<<<<

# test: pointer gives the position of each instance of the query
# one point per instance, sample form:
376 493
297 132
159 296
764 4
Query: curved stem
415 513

>>>>
<<<<

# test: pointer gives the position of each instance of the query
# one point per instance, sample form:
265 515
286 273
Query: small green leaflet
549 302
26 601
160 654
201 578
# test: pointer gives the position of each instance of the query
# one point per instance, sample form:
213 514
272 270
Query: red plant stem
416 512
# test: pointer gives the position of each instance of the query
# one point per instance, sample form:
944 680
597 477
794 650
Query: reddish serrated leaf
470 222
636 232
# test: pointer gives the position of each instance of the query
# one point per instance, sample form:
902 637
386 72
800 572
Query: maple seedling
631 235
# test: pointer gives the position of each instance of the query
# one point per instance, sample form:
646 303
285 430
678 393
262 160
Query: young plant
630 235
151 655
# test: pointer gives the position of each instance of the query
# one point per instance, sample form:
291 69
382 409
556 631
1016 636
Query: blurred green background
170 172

>>>>

● **Task brief**:
Gather every line of the material above that contains the string "stem". Case counts.

● **Answer in full**:
Query: curved stem
Query: red plant stem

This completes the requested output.